**TASK INSTRUCTIONS**
1. Reproduce the passage of the Middlemarch blog post that runs from "Tuesday, 24 May" up to and including "full of them.".
2. Resume the Middlemarch blog post from the point where it stops, picking up after its last sentence.

Tuesday, 24 May 2011

Eliot, George "Middlemarch"

Eliot, George "Middlemarch" - 1871-72

"One of the classic novels of English literature and was admired by Virginia Woolf as one of the few English novels written for grown-up people. A critical introduction, and historical documents, pertaining to medical reform, religious freedom, and the advent of the railroads."

Next to Jane Austen, George Eliot alias Marian Evans is one of my favourite classic British authors. I love classics. English is not my mother tongue but I just could read English classics all the time. I've been reading classics with my various book clubs, one of them in England. And I was usually the one finding it easy whereas my British friends thought it hard. Someone thought it might be that the sentences are so long and it's not like that any more in contemporary English whereas German is full of them.

Stored dataset items
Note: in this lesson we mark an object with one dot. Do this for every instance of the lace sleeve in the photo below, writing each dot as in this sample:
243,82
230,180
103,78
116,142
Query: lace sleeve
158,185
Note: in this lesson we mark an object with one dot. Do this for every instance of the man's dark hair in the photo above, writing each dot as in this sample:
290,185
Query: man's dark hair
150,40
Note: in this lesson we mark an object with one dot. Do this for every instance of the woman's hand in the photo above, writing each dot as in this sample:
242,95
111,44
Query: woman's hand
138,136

==

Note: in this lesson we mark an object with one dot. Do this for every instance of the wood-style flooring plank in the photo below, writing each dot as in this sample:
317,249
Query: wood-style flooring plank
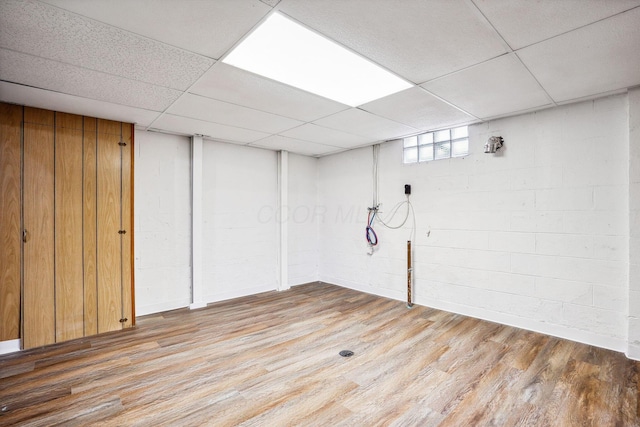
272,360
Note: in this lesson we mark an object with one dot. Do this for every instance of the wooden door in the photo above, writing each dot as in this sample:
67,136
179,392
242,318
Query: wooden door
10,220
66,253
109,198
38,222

**ANSWER SECTION**
1.
Tuesday, 24 May 2011

Eliot, George "Middlemarch"

Eliot, George "Middlemarch" - 1871-72

"One of the classic novels of English literature and was admired by Virginia Woolf as one of the few English novels written for grown-up people. A critical introduction, and historical documents, pertaining to medical reform, religious freedom, and the advent of the railroads."

Next to Jane Austen, George Eliot alias Marian Evans is one of my favourite classic British authors. I love classics. English is not my mother tongue but I just could read English classics all the time. I've been reading classics with my various book clubs, one of them in England. And I was usually the one finding it easy whereas my British friends thought it hard. Someone thought it might be that the sentences are so long and it's not like that any more in contemporary English whereas German is full of them.

2.
I think "Middlemarch" is more difficult than, let's say, a Jane Austen. There are more people, for a start, and more people are important to the whole book. But it's also the language. So, while I really loved "Middlemarch" and would recommend reading it, I wouldn't consider George Eliot to be the easiest of writers.

Maybe that's why I love her novels so much, and "Middlemarch" is probably my favourite. Dorothea Brooke, the main character, has been wonderfully described. There is so much she has to deal with.

She could have been a great woman in our time (as the author) with the possibilities we have today but had to fight all her life to be heard. Almost every subject relevant for the time is touched, medical reform, industrialisation, religious thinking, women's rights, a great description of the change of society from the old times to our modern world. There is everything in this book, good and evil, guilt, affections, love, loneliness, hope, happiness, envy, doubt, you name it … A great read!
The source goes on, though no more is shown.